EXERCISE PASSAGE
Some of the impetus arose from concerns that congestion is bad for business. ''In the core of Times Square, there is no doubt about the need to create more space for pedestrians,'' Tim Tompkins, president of the Times Square Alliance business district, told the New York Times. ''In one October afternoon a couple of years ago, between 3 and 7 p.m. we counted 4,000 people walking literally in the street, in traffic lanes, because the sidewalks were too crowded.''

But newly reelected Mayor Michael Bloomberg quickly cast doubt on any such proposal. "Although we're always open to ideas from the business community, this isn't on the mayor's second-term agenda," said Edward Skyler, then a Bloomberg spokesman (now a deputy mayor).

The partnership says it will issue a report later this year that will consider congestion pricing along with other measures to fight New York's traffic jams. But however the partnership comes down on the issue, other groups will push for it. The Citywide Coalition for Traffic Relief has formed to advocate a number of measures to combat congestion, including congestion pricing. And in its editorial on Bloomberg's inauguration for a second term, the New York Times said, "We hope that the mayor uses his unusual position to go a few places where no normal politician dares, like imposing congestion pricing for cars coming into those areas of the city with the heaviest traffic."

"There is no other tool out there as effective for cutting traffic as congestion pricing," Andrew H.Darrell, New York regional director of the group Environmental Defense, has said.

A 2003 analysis by the Regional Plan Association says charging people to enter part of Manhattan at peak hours could reduce morning rush hour traffic by up to 17 percent, depending on the specifics of the pricing scheme. In its analysis, the group found that only one percent of the four million people who enter Manhattan on a weekday would not do so because of a congestion fee.

There is some small precedent for the idea here. The Port Authority charges customers using EZ pass at its bridges and tunnels in the city $1 more at peak times than at less traveled hours of the day.

Until recently, congestion fees would have been unworkable because tollbooths with attendants would have had to collect the charges. But experts say the technology now used in EZ passes allows motorists to be charged electronically without even stopping.

The charges appeal to environmentalists and advocates for mass transit, walking and cycling. They also have support from some free-market champions. "Roads are congested because they are free, and because no market mechanism exists to allocate scarce road capacity," wrote Jerry Taylor and Peter VanDoren of the Cato Institute, a think tank that supports limited government and free markets.

But not everyone agrees. Mitchell Moss, a professor at NYU's Wagner school and onetime adviser to Bloomberg, has called congestion pricing "a threat to the economic vitality of our city." Writing in the Daily News, he said, the fees would "increase the cost of getting to work for New Yorkers who live in communities not served by mass transit, hurt Manhattan hospitals that treat patients from all five boroughs and make our museums and cultural attractions less accessible to suburbanites."

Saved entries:
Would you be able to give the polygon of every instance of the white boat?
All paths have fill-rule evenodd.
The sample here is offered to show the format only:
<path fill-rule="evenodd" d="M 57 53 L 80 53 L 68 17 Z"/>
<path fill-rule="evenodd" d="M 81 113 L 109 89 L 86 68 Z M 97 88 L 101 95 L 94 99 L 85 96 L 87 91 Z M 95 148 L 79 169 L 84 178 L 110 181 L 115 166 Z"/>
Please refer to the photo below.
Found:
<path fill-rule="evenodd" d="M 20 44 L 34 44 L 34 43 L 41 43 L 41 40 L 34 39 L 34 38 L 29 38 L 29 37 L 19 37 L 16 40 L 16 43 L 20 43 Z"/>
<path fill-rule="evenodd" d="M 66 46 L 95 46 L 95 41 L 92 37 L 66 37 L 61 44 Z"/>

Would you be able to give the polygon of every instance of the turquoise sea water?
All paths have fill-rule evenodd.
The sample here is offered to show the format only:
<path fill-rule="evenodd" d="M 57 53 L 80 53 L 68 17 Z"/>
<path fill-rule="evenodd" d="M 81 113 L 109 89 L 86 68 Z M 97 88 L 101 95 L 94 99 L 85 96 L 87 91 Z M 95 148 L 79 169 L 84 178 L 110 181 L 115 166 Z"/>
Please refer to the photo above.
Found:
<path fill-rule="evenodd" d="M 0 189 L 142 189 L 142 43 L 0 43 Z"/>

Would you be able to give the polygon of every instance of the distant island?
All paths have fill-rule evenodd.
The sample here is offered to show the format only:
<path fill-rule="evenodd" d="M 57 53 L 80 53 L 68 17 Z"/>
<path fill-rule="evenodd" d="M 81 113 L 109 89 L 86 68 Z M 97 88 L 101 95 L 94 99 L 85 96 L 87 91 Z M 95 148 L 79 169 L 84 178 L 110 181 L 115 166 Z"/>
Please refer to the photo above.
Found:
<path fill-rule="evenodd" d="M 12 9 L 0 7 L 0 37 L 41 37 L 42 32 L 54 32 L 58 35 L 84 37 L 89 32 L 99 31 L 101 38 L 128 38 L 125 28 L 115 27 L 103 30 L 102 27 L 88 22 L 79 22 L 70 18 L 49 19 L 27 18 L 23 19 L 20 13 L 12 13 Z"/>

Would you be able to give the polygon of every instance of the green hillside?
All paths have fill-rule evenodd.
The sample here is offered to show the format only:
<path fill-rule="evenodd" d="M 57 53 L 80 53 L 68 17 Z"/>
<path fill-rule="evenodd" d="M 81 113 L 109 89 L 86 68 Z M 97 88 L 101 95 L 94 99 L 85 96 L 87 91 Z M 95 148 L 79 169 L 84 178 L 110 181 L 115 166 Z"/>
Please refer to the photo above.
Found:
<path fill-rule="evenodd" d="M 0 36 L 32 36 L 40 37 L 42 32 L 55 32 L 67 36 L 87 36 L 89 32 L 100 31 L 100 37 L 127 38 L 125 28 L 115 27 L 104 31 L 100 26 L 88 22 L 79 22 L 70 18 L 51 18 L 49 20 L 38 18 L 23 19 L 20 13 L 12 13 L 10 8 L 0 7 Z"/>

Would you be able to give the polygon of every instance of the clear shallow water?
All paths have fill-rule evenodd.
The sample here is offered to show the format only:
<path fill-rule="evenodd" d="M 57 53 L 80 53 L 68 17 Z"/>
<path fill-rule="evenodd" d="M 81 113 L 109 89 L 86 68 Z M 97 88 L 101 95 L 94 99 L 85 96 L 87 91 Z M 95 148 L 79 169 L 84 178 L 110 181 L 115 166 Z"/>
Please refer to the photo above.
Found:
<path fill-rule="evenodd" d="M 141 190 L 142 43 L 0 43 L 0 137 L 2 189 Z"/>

BRIEF 1
Retype the part of the congestion pricing article that begins at the words "There is some" and stops after the words "and free markets.".
BRIEF 2
Translate this sentence from the congestion pricing article into Spanish: "The partnership says it will issue a report later this year that will consider congestion pricing along with other measures to fight New York's traffic jams."
BRIEF 3
Name every person mentioned by name in the congestion pricing article, in order of first appearance.

TASK RESULT 1
There is some small precedent for the idea here. The Port Authority charges customers using EZ pass at its bridges and tunnels in the city $1 more at peak times than at less traveled hours of the day.

Until recently, congestion fees would have been unworkable because tollbooths with attendants would have had to collect the charges. But experts say the technology now used in EZ passes allows motorists to be charged electronically without even stopping.

The charges appeal to environmentalists and advocates for mass transit, walking and cycling. They also have support from some free-market champions. "Roads are congested because they are free, and because no market mechanism exists to allocate scarce road capacity," wrote Jerry Taylor and Peter VanDoren of the Cato Institute, a think tank that supports limited government and free markets.

TASK RESULT 2
La asociación dice que publicará un informe más adelante este año que considerará la tarifa por congestión junto con otras medidas para combatir los atascos de tráfico de Nueva York.

TASK RESULT 3
Tim Tompkins
Michael Bloomberg
Edward Skyler
Andrew H. Darrell
Jerry Taylor
Peter VanDoren
Mitchell Moss